TEXT SEGMENT =>
• • •

Living Near Fracking Wells Linked to Increased Hospitalization Rates

Fracking in California
A pumpjack brings oil to the surface in the Monterey Shale in California, April 29, 2013. Lucy Nicholson/Reuters

Study after study links hydraulic fracturing wells to air pollution and water contamination. Now, researchers have drawn a correlation between living in an area where fracking is underway and elevated rates of hospitalizations for heart conditions and neurological illnesses.

In a study published Wednesday in the journal PLOS ONE, scientists from Columbia University and the University of Pennsylvania looked at hospital admittance rates from 2007 to 2011 for 18 ZIP codes in three counties in northeastern Pennsylvania, where the fracking industry has boomed in recent years. Two of the counties, Bradford and Susquehanna, saw a surge in new drilling activity during this period. The third, Wayne County, functioned as a control; it had no producing natural gas wells after a 2010 ban on drilling due to its proximity to the Delaware River watershed.

In the ZIP codes with the most fracking wells (greater than .79 wells per square kilometer, or roughly .5 wells per square mile), researchers found a 27 percent higher rate of cardiology hospitalizations than in fracking-free ZIP codes for every year that that fracking activity remained that high. Rates of hospitalizations for cancer, skin conditions, neurological illnesses and urologic problems were also higher in these regions.

• • •

(Data taken from a collection)
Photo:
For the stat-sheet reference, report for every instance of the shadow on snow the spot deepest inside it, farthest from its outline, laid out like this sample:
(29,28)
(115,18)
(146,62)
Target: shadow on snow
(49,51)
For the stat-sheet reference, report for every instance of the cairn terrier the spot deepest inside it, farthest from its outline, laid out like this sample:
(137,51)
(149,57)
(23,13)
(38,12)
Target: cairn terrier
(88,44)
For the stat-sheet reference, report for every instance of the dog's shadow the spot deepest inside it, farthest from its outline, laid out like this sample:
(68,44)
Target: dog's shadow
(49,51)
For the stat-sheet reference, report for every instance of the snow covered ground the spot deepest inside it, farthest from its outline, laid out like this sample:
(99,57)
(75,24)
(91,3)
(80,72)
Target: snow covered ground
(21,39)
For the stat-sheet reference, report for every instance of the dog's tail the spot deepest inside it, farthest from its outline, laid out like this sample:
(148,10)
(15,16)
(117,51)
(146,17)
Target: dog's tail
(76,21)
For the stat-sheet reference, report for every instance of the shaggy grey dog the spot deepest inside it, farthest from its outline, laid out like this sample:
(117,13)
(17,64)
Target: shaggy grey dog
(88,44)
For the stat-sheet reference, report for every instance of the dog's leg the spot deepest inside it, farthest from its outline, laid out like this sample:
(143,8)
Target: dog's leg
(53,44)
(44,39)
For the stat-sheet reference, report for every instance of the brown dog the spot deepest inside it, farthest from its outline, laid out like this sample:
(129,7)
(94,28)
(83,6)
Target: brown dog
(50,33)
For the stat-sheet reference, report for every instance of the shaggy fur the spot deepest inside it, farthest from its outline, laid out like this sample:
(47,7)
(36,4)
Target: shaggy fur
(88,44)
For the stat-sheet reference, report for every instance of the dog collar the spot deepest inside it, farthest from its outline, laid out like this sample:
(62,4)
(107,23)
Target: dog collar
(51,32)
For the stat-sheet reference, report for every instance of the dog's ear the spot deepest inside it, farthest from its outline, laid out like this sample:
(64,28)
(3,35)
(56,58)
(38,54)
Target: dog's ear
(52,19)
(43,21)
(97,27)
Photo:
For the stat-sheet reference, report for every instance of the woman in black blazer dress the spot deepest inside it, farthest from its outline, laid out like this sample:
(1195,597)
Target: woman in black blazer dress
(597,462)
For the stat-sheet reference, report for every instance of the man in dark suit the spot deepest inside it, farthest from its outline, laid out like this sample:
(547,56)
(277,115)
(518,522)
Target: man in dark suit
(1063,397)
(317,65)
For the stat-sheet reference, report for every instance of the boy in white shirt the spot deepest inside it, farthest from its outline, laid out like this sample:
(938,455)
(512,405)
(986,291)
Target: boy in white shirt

• • •

QUESTIONS TO ANSWER =>
**A)** For each statement, say yes or no according to the fracking article, and quote the words from the article that decide it.
(i) The study was published in the journal PLOS ONE.
(ii) Wayne County saw a surge in new drilling activity during the study period.
(iii) The study covered 18 ZIP codes in three counties.
**B)** Answer these questions from the fracking article.
(i) Where is the pumpjack in the photo located?
(ii) Scientists from which two universities carried out the study?
(iii) How much higher was the rate of cardiology hospitalizations in the ZIP codes with the most fracking wells?
**C)** Extend the fracking article past its final sentence.
The records have nothing to do with the fracking article.

ANSWERS TO EACH TASK =>
**A)**
(i) Yes: "In a study published Wednesday in the journal PLOS ONE"
(ii) No: "The third, Wayne County, functioned as a control; it had no producing natural gas wells after a 2010 ban on drilling"
(iii) Yes: "18 ZIP codes in three counties in northeastern Pennsylvania"

**B)**
(i) In the Monterey Shale in California.
(ii) Columbia University and the University of Pennsylvania.
(iii) 27 percent higher.

**C)**
"At this point, we suspect that residents are exposed to many toxicants, noise and social stressors due to hydraulic fracturing near their homes and this may add to the increased number of hospitalizations," Reynold Panettieri Jr., the deputy director of the Center of Excellence in Environmental Toxicology at University of Pennsylvania and senior author of the study, said in a statement.

More research, however, will be required to be able to determine whether fracking is the culprit behind the difference between hospitalizations in the region and, if so, how specific contaminants from the process could be causing the elevation in health problems. Meanwhile, the health effects of chemicals injected underground to fracture oil- and gas-trapping rock are still largely unknown, and air pollution from drilling has been linked to an array of health effects in other regions. The cumulative body of research linking fracking to potential health effects was enough to prompt New York's governor to ban the practice in 2014. (In Texas, meanwhile, where fracking is a major industry, Governor Greg Abbott signed a law preemptively preventing towns and cities from banning fracking.)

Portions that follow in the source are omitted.